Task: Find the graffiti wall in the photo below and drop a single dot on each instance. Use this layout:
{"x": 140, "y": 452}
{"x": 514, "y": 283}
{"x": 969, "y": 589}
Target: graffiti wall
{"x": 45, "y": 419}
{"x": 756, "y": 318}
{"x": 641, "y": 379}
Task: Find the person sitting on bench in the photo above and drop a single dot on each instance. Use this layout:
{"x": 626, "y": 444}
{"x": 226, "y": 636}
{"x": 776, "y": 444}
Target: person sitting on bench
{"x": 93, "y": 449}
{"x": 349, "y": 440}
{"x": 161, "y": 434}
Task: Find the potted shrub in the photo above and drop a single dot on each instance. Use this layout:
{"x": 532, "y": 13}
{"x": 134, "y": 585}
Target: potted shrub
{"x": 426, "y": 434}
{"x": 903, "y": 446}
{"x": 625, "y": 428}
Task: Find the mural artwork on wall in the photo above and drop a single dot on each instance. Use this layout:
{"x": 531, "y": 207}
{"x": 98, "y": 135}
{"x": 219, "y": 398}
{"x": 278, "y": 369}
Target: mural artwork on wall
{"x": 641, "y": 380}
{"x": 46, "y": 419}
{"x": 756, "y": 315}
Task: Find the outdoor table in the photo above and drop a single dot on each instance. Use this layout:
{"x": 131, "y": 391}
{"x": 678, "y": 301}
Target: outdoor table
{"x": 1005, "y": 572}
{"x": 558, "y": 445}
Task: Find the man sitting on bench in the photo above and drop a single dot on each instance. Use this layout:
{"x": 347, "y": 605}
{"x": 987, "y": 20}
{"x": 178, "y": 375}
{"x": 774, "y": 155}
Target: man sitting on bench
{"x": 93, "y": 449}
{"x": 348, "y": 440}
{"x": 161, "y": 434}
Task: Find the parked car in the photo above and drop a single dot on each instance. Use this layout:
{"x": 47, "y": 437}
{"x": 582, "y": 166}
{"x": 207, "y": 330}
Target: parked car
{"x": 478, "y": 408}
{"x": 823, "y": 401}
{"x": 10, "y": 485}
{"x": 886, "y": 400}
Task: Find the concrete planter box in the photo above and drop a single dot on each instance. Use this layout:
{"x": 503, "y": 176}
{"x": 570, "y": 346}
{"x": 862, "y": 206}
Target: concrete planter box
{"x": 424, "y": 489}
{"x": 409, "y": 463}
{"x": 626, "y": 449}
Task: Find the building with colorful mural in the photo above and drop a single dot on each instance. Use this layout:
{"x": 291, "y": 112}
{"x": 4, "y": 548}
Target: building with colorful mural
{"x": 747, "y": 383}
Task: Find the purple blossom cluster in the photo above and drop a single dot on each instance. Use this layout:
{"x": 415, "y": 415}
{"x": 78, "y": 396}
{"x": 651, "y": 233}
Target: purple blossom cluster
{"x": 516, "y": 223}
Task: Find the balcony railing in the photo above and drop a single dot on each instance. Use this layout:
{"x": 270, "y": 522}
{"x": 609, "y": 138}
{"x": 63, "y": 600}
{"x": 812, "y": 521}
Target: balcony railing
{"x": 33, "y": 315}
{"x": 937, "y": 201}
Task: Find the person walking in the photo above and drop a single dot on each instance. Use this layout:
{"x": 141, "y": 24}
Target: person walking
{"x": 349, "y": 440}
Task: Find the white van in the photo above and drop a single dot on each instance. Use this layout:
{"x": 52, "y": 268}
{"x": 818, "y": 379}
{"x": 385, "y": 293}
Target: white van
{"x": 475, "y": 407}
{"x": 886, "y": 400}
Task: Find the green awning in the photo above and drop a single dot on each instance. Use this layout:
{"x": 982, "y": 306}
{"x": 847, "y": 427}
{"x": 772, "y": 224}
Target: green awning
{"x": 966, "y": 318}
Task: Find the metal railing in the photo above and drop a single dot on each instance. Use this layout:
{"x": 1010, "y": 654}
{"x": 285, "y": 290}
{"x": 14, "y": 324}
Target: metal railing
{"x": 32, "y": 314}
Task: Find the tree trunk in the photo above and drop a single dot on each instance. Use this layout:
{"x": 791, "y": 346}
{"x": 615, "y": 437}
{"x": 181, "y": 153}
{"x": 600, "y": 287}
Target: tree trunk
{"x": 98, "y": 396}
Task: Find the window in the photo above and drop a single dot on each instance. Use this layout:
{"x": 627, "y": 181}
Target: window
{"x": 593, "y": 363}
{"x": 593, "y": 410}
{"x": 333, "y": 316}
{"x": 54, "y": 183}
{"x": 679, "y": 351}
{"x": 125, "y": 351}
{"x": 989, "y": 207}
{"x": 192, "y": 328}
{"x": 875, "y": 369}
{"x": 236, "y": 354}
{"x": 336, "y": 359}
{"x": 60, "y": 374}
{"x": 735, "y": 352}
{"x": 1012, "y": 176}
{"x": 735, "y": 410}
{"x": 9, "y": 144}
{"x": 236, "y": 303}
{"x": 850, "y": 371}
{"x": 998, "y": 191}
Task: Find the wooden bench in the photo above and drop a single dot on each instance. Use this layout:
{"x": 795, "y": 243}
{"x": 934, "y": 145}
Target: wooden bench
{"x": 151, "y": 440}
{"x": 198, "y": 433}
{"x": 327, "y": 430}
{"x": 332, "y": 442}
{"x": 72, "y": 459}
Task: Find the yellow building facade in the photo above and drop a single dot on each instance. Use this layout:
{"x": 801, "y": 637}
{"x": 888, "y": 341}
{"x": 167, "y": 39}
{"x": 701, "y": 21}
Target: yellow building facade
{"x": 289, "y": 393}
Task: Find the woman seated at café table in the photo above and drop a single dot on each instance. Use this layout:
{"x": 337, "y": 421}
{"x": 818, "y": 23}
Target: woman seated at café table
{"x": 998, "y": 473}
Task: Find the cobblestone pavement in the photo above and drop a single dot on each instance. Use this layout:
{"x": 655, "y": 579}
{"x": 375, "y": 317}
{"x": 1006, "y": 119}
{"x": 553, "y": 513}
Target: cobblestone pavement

TASK TO COMPLETE: Return the material in full, exactly as shown.

EXERCISE SOLUTION:
Task: Find the graffiti wall in the photo below and drop a single dot on each instance. Use this layout:
{"x": 140, "y": 452}
{"x": 514, "y": 283}
{"x": 969, "y": 589}
Target: graffiti wall
{"x": 45, "y": 419}
{"x": 756, "y": 318}
{"x": 641, "y": 379}
Task: Find the person sitting on bench in the photo above and drop a single dot on each instance. Use this layout:
{"x": 626, "y": 444}
{"x": 226, "y": 636}
{"x": 776, "y": 444}
Target: person sitting on bench
{"x": 93, "y": 449}
{"x": 349, "y": 440}
{"x": 161, "y": 434}
Task: Find the potted shrub in the photo above and drop a single dot on each instance. Use this layout:
{"x": 532, "y": 13}
{"x": 134, "y": 585}
Target: potted shrub
{"x": 426, "y": 434}
{"x": 903, "y": 446}
{"x": 625, "y": 428}
Task: Find the mural artwork on wall in the photo above and drop a single dot on each instance. Use this layout:
{"x": 531, "y": 207}
{"x": 98, "y": 135}
{"x": 219, "y": 398}
{"x": 278, "y": 369}
Target: mural artwork on wall
{"x": 641, "y": 380}
{"x": 46, "y": 419}
{"x": 756, "y": 315}
Task: Find the outdoor table in the photo above and drop a single dot on each instance. Use this layout:
{"x": 131, "y": 391}
{"x": 678, "y": 301}
Target: outdoor table
{"x": 1005, "y": 572}
{"x": 558, "y": 445}
Task: Find the man sitting on bench in the photo above and drop a single dot on each instance. Use this layout:
{"x": 347, "y": 605}
{"x": 987, "y": 20}
{"x": 178, "y": 375}
{"x": 774, "y": 155}
Target: man sitting on bench
{"x": 93, "y": 449}
{"x": 348, "y": 440}
{"x": 161, "y": 434}
Task: Find the parked car in the photo above and drop a single dot on each instance. Use this layout:
{"x": 47, "y": 437}
{"x": 582, "y": 166}
{"x": 207, "y": 330}
Target: parked car
{"x": 478, "y": 408}
{"x": 823, "y": 401}
{"x": 10, "y": 485}
{"x": 886, "y": 400}
Task: Find the concrete planter box in the photo above and drop a single dot on each instance. Use this layout:
{"x": 503, "y": 176}
{"x": 570, "y": 346}
{"x": 862, "y": 206}
Target: concrete planter box
{"x": 424, "y": 489}
{"x": 409, "y": 463}
{"x": 626, "y": 449}
Task: Find the building with colorful mural in the photo above and drop a single dot on each instance. Use this layout:
{"x": 291, "y": 112}
{"x": 4, "y": 548}
Target: building with colorful mural
{"x": 747, "y": 383}
Task: Find the purple blossom cluster in the photo above and drop a single dot on each instance. Use this layout:
{"x": 415, "y": 415}
{"x": 78, "y": 396}
{"x": 651, "y": 233}
Target: purple blossom cluster
{"x": 516, "y": 223}
Task: Find the balcony railing in the photo above and drop a single dot on each instance. Use this layout:
{"x": 270, "y": 522}
{"x": 609, "y": 138}
{"x": 63, "y": 600}
{"x": 812, "y": 521}
Target: balcony railing
{"x": 33, "y": 315}
{"x": 937, "y": 201}
Task: Find the person walking in the photo above and drop a single dot on each instance. Use this layout:
{"x": 141, "y": 24}
Target: person walking
{"x": 349, "y": 440}
Task: Find the white van in the photo above and drop a single dot on each instance. Use this layout:
{"x": 52, "y": 268}
{"x": 818, "y": 379}
{"x": 385, "y": 293}
Target: white van
{"x": 475, "y": 407}
{"x": 886, "y": 400}
Task: Find the green awning in the photo above and drop a single dot on each instance. Use this layout:
{"x": 982, "y": 306}
{"x": 847, "y": 427}
{"x": 772, "y": 224}
Target: green awning
{"x": 966, "y": 318}
Task: Find the metal railing in the photo above and drop a single dot on each instance. Use this layout:
{"x": 1010, "y": 654}
{"x": 285, "y": 290}
{"x": 14, "y": 324}
Target: metal railing
{"x": 32, "y": 314}
Task: Find the tree trunk in the photo above and drop a single dot on each instance. Use this layout:
{"x": 791, "y": 346}
{"x": 615, "y": 437}
{"x": 181, "y": 153}
{"x": 600, "y": 287}
Target: tree trunk
{"x": 98, "y": 396}
Task: Find the window in the photo above and drop a single dot on each instance. Use this layout:
{"x": 627, "y": 181}
Target: window
{"x": 593, "y": 363}
{"x": 593, "y": 410}
{"x": 333, "y": 316}
{"x": 54, "y": 183}
{"x": 679, "y": 351}
{"x": 125, "y": 351}
{"x": 989, "y": 207}
{"x": 192, "y": 328}
{"x": 875, "y": 369}
{"x": 236, "y": 354}
{"x": 336, "y": 359}
{"x": 60, "y": 374}
{"x": 735, "y": 352}
{"x": 1012, "y": 176}
{"x": 735, "y": 410}
{"x": 9, "y": 144}
{"x": 236, "y": 303}
{"x": 850, "y": 371}
{"x": 998, "y": 191}
Task: Find the wooden bench in the photo above and drop a single dot on each instance. Use this layout:
{"x": 795, "y": 243}
{"x": 934, "y": 145}
Target: wooden bench
{"x": 151, "y": 440}
{"x": 198, "y": 433}
{"x": 327, "y": 430}
{"x": 332, "y": 442}
{"x": 72, "y": 459}
Task: Find the yellow building facade in the photo above and drop a single dot on each instance. Use this layout:
{"x": 801, "y": 637}
{"x": 888, "y": 341}
{"x": 167, "y": 39}
{"x": 701, "y": 21}
Target: yellow building facade
{"x": 289, "y": 393}
Task: Find the woman seated at café table in the photo above and drop a single dot on each instance. Use this layout:
{"x": 337, "y": 421}
{"x": 818, "y": 23}
Target: woman seated at café table
{"x": 998, "y": 473}
Task: Find the cobblestone pavement in the photo above and drop a single dot on each instance. Use this layout:
{"x": 655, "y": 579}
{"x": 375, "y": 317}
{"x": 1006, "y": 119}
{"x": 553, "y": 513}
Target: cobblestone pavement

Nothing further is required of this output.